» Job item: Edit everything from the line containing "</instance>" down to the line containing "rough mask: <svg" by replacing "positive clicks" with "foreground clicks", leaving the rest unchanged. Give only those lines.

» Supplied data:
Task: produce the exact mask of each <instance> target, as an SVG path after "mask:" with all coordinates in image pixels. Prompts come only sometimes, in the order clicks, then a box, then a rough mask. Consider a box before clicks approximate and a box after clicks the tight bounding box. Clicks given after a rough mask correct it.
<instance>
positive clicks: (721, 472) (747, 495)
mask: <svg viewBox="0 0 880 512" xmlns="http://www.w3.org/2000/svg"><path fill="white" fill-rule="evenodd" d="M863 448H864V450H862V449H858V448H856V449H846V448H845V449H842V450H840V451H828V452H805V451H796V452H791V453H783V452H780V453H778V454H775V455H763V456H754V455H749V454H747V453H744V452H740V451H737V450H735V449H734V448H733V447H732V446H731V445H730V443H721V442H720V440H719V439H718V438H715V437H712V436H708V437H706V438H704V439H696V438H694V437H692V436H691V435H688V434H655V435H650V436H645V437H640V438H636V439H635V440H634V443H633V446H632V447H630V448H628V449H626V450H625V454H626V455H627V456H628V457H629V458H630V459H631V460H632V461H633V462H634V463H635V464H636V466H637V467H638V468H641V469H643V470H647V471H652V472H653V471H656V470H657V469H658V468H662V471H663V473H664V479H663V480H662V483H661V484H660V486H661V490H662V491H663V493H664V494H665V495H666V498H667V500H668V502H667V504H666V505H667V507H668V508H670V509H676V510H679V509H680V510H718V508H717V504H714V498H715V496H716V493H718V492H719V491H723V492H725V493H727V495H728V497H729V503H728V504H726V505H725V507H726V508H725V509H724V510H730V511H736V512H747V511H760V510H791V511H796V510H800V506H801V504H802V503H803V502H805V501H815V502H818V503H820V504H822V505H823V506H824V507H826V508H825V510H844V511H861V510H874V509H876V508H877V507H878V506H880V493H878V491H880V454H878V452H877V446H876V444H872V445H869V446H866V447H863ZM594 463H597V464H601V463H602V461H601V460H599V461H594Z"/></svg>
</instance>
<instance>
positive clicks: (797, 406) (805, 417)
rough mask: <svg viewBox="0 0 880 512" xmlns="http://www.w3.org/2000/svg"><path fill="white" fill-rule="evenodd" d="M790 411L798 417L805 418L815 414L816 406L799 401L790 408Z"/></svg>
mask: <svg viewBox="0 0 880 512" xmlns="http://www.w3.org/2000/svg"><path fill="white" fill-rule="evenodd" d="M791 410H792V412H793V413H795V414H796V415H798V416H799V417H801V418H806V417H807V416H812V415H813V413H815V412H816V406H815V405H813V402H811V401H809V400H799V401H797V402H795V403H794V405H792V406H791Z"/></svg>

» Result of the task:
</instance>
<instance>
foreground clicks: (797, 406) (805, 417)
rough mask: <svg viewBox="0 0 880 512" xmlns="http://www.w3.org/2000/svg"><path fill="white" fill-rule="evenodd" d="M790 411L798 417L805 418L815 414L816 406L799 401L790 408Z"/></svg>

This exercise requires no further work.